### Seçilen metin:
..........
Ana Sayfa
Kavram Arama : THS Google   |   Forum İçi Arama  

Üye İsmi
Şifre

6762 S.lı Türk Ticaret Kanunu MADDE 1245
IV - SUKUTU

1. GEMİNİN CEBRİ VEYA ZARURİ SATIŞI

(Değişik 1. fıkra: 5136 - 20.4.2004 / m.6) Geminin;

1. Yurt içinde cebri icra yoluyla,

2. Türkiye genelinde tirajı en yüksek beş gazete arasından iki ayrı gazetede üç gün ara ile iki kez ilanen tebligat yapılmak suretiyle gemi alacaklılarının satıştan haberdar edilmeleri kaydıyla yurt dışında cebri icra yoluyla,

3. Kaptan tarafından 990 ıncı madde hükmü gereğince kanuni yetkisine dayanarak zorunlu hallerde,

Satılması durumunda gemi alacaklılarının gemi üzerindeki rehin hakları kalkar. Satış bedeli alıcı tarafından henüz ödenmediği veya kaptanın yahut acentenin elinde bulunduğu müddetçe gemi alacaklıları için gemi yerine geçer.


Gemi ipoteği hakkındaki hususî hükümler mahfuz kalmak üzere 1 inci fıkra hükümleri gemi üzerindeki diğer rehin haklarına da tatbik olunur.

09.11.2005 Tarihli Türk Ticaret Kanunu Tasarısı madde 1364-1365-1366-1367-1368-1369 ve Gerekçeleri

Üyemizin Notu: 6. İhtiyatî haczin yapılması

a) İhtiyatî haciz kararının icrası

Madde 1364 - (1) Alacaklı, ihtiyatî haciz kararının verildiği tarihten itibaren üç iş günü içinde kararı veren mahkemenin yargı çevresindeki veya geminin bulunduğu yerdeki icra dairesinden kararın infazını istemek zorundadır. Aksi hâlde, ihtiyatî haciz kararı kendiliğinden kalkar.

Madde Gerekçesi:
2004 sayılı Kanunun 261 inci maddesinden uyarlanmıştır; ancak gemilerin limanlardaki kısa süreli beklemeleri dikkate alınarak, infazı isteme süresi üç güne indirilmiş ve geminin bulunduğu yer icra dairesinin dahi yetkili olduğu hükme eklenmiştir.
..........
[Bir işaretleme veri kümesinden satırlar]
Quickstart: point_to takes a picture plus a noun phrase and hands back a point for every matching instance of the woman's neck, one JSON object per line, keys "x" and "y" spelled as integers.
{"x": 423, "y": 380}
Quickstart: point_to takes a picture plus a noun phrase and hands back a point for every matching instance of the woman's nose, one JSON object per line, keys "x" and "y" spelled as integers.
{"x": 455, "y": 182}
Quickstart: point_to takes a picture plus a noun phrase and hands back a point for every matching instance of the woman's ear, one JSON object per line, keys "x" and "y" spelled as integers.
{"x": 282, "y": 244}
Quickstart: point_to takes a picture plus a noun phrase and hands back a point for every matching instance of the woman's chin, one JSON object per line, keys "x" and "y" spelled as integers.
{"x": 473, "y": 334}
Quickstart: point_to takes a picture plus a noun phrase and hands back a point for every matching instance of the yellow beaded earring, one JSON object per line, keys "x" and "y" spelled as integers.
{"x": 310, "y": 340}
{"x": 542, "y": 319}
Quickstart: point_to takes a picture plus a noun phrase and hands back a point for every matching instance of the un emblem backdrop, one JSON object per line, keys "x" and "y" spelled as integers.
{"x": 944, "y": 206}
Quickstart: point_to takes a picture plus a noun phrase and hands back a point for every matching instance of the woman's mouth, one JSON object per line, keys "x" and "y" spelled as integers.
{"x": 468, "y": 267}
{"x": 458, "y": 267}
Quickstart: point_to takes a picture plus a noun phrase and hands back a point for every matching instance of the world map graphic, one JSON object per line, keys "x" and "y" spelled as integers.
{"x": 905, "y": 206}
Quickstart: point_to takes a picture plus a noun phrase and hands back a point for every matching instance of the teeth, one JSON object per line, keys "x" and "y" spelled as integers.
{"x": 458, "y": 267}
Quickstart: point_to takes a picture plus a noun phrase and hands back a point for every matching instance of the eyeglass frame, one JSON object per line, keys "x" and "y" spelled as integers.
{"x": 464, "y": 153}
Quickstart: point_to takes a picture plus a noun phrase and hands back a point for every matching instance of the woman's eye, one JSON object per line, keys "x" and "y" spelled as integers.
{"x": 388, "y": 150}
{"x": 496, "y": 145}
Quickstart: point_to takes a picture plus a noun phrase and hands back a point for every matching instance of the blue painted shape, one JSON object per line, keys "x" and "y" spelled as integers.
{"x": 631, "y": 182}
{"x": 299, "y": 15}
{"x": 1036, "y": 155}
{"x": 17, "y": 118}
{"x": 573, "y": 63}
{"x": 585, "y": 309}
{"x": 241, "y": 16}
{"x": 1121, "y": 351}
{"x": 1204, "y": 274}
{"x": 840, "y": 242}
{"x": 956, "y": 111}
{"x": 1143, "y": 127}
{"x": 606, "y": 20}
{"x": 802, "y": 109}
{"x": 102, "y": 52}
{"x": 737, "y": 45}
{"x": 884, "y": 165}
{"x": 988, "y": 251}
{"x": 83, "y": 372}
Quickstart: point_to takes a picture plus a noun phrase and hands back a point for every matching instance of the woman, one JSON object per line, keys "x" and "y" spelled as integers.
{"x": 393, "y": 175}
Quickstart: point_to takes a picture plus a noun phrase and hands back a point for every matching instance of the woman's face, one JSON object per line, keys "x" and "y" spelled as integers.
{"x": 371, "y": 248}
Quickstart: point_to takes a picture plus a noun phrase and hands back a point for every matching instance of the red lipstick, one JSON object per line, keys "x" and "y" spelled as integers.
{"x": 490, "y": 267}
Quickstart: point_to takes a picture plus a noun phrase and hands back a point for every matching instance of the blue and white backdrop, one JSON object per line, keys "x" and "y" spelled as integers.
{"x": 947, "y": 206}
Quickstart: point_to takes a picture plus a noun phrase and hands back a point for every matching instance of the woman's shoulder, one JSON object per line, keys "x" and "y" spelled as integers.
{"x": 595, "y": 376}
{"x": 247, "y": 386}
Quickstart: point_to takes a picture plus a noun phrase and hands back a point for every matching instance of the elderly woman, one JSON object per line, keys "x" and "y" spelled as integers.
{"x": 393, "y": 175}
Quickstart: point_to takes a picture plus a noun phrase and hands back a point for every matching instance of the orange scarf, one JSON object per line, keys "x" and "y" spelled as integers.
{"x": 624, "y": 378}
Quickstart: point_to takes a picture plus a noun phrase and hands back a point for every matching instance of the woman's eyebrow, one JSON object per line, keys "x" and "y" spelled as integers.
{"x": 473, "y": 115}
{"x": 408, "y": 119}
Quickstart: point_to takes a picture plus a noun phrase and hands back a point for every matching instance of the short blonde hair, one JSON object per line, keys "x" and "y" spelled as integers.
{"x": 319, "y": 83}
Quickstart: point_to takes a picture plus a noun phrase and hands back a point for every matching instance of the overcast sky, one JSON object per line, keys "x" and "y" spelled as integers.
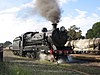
{"x": 20, "y": 16}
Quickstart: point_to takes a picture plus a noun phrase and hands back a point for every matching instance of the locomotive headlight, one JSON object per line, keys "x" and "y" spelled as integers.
{"x": 62, "y": 28}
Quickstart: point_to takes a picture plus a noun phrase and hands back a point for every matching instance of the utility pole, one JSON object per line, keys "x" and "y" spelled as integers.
{"x": 1, "y": 52}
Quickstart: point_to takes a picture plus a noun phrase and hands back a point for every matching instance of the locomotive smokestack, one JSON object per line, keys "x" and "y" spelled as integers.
{"x": 54, "y": 25}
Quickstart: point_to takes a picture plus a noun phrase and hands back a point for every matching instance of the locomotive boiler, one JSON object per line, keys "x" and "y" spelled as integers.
{"x": 31, "y": 44}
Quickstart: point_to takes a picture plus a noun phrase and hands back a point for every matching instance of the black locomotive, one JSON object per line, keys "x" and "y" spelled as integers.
{"x": 49, "y": 41}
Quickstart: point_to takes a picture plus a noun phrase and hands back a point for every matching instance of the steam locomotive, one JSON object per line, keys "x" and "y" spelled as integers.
{"x": 31, "y": 44}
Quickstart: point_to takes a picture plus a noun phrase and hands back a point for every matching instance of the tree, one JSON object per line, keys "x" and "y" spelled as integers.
{"x": 96, "y": 29}
{"x": 94, "y": 32}
{"x": 7, "y": 43}
{"x": 74, "y": 33}
{"x": 90, "y": 34}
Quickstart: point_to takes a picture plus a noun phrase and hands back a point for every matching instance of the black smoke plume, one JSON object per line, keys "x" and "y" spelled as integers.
{"x": 49, "y": 9}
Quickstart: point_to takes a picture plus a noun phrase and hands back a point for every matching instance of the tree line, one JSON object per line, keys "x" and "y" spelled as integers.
{"x": 75, "y": 33}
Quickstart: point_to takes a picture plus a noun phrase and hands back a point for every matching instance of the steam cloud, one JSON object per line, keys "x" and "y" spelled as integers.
{"x": 49, "y": 9}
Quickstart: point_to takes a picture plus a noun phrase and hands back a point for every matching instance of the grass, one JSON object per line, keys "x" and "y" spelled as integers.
{"x": 13, "y": 69}
{"x": 46, "y": 68}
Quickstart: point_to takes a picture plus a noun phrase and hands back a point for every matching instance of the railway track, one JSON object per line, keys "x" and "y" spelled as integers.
{"x": 40, "y": 68}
..........
### Kısa görev:
Gemi satışına ilişkin kanun metninde "1. GEMİNİN CEBRİ" sözlerini içeren yerle başlayıp "gemi yerine geçer." sözleriyle biten bölümü kelimesi kelimesine aktarın. Yanıt verirken yalnızca metinden yararlanın.

### Tam yanıt:
1. GEMİNİN CEBRİ VEYA ZARURİ SATIŞI

(Değişik 1. fıkra: 5136 - 20.4.2004 / m.6) Geminin;

1. Yurt içinde cebri icra yoluyla,

2. Türkiye genelinde tirajı en yüksek beş gazete arasından iki ayrı gazetede üç gün ara ile iki kez ilanen tebligat yapılmak suretiyle gemi alacaklılarının satıştan haberdar edilmeleri kaydıyla yurt dışında cebri icra yoluyla,

3. Kaptan tarafından 990 ıncı madde hükmü gereğince kanuni yetkisine dayanarak zorunlu hallerde,

Satılması durumunda gemi alacaklılarının gemi üzerindeki rehin hakları kalkar. Satış bedeli alıcı tarafından henüz ödenmediği veya kaptanın yahut acentenin elinde bulunduğu müddetçe gemi alacaklıları için gemi yerine geçer.